--- Text ---
Marcel Winatschek

He Rented a Family and Came Out Ahead

Before he was a late-night host, Conan O’Brien was a staff writer for The Simpsons during its golden era—responsible for Marge vs. the Monorail, Homer Goes to College, episodes that hold up as the best evidence that a TV comedy could be reliably, inventively brilliant week after week. He moved on to Late Night, then a brief and famously messy tenure at The Tonight Show, then his own show where he cultivated a particular persona: self-deprecating, physically awkward, funnier in failure than success. That established identity is what makes his travel segments work as well as they do.

In Japan, he rented an entire family—parents, children, the full domestic arrangement—to accompany him for an afternoon. He visited a Japanese animated character who shares his name and apparently speaks to him as a kind of long-lost relative. He sat through a kaiseki dinner with the focused seriousness of someone who understands that the ritual is the point. The comedy is never at Japan’s expense. It’s always at his own. He arrives as a very tall, very pale American man who doesn’t know the rules, and he submits to that position rather than performing authority over it.

This is rarer than it should be. American television’s relationship with foreign cultures has historically ranged from condescending to predatory—the host as bemused tourist, the locals as colorful backdrop, the whole exercise framed around what’s strange from a Western perspective. Conan inverts that: the strangeness is always his own. His presence is the absurdity, not the country.

I’ve been wanting to go to Japan for long enough that I’ve developed opinions about Japan travel content, which is an embarrassing thing to admit but there it is. I’m tired of the drone-shot version: Shibuya crossing at dusk in slow motion, bullet trains pulling into Kyoto, Fushimi Inari at six in the morning before the crowds arrive. All of it technically accomplished, all of it emotionally absent. It doesn’t tell you what it feels like to be there. Conan’s segments, shot on handheld cameras with natural audio and no visible production polish, come considerably closer.

The rented family bit in particular gets at something true about Japan that the aesthetic travel content avoids: the elaborate social performances that structure daily life there, the way formality and warmth coexist in the same gesture, the fact that a stranger agreeing to play the role of your family for an afternoon is stranger from the outside than it is from within. Conan doesn’t explain any of that. He just participates, and the warmth comes through. That’s the whole trick.

--- What the task requires ---
According to the essay about Conan O'Brien's travel segments, what did he rent in Japan?

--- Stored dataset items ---

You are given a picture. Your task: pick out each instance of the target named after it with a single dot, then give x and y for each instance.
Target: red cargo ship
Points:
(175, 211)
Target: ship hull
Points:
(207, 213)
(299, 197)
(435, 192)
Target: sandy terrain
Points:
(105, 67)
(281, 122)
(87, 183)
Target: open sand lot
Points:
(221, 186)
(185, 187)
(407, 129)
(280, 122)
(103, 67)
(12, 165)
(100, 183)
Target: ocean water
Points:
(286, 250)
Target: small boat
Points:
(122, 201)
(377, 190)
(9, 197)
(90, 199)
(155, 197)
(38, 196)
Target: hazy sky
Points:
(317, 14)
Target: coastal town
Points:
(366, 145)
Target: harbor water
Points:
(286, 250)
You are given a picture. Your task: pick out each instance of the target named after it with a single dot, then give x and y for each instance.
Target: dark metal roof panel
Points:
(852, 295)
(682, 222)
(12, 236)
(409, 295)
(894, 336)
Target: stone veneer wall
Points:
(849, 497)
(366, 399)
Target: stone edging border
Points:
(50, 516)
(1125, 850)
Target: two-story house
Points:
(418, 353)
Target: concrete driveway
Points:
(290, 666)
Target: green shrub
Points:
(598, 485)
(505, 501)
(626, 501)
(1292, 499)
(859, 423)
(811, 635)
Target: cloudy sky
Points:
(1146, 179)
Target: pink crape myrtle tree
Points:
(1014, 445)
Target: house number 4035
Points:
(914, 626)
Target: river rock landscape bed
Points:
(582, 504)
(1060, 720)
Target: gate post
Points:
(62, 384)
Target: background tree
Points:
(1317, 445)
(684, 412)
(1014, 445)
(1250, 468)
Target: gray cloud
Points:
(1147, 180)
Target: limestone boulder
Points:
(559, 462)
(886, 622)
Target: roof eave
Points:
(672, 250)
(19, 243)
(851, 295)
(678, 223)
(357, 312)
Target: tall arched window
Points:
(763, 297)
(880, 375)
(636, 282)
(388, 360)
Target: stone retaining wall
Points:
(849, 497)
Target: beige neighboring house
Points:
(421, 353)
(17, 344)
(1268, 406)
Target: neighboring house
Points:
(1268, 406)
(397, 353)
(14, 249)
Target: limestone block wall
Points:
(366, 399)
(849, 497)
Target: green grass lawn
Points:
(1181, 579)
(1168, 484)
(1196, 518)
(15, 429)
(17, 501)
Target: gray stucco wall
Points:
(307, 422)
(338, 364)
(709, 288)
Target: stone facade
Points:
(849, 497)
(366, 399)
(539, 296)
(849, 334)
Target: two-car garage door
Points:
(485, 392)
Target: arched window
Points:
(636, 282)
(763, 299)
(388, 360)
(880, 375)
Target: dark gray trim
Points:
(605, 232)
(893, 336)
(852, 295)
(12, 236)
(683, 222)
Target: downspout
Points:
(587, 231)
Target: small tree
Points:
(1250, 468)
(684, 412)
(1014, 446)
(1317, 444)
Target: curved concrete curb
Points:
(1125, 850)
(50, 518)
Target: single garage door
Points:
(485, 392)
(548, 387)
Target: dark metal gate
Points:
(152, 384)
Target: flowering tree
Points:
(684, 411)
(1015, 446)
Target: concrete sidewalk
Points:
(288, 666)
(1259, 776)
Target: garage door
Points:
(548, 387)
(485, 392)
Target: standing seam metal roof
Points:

--- Output of the exercise ---
An entire family (parents, children, the full domestic arrangement) to accompany him for an afternoon.